• **出題内容**
石炭火力発電への融資方針を扱った文書の一部によると、パリ協定の長期目標を達成するには、先進国は何年までに石炭火力発電の運転を完全に停止する必要がありますか。

• **文書の一部**
◇ ◇ ◇
しかし、方針の「運用開始日[2]以前に支援意思表明済みの案件は除く」としていることから、現在、国際協力銀行(JBIC)及びみずほ銀行を含む邦銀4行が融資を検討しているベトナムのブンアン2石炭火力発電事業などに対しては支援の可能性が残されている形となっています。また、「当該国のエネルギー安定供給に必要不可欠であり、かつ、温室効果ガスの削減を実現するリプレースメント案件」(既存発電所の置き換え)については融資する可能性もあるとしており、これら例外規定を設けることにより生じる抜け穴は完全に塞がっていない状況です。パリ協定の長期目標を達成するためには、先進国では2030年までに、途上国であっても2040年までに石炭火力発電の運転を完全に停止する必要があるため、例え高効率の次世代技術(IGCC等)であっても新規の石炭火力発電所建設はパリ協定との整合性がないことは明らかです。支援意思を表明済みであっても、これから建設する余地は残されていません。

さらに、与信残高の削減目標については、石炭火力発電所向けの与信のみを対象にしており、石炭火力発電所の依存度が高い企業・新規発電所建設を計画中の企業向けの融資、引受、株式・債券投資については削減の対象としていません。石炭採掘や他の化石燃料関連事業についても、融資停止や残高削減の方針は示されていません。この点、海外金融機関の投融資方針の水準と比べると、依然遅れをとっています。
◇ ◇ ◇
• **資料の抜粋**

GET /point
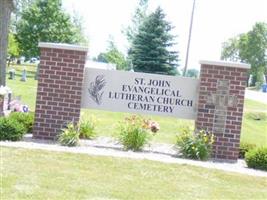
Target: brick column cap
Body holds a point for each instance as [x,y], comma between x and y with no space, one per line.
◇ ◇ ◇
• **以下の回答**
先進国は2030年までに石炭火力発電の運転を完全に停止する必要があります。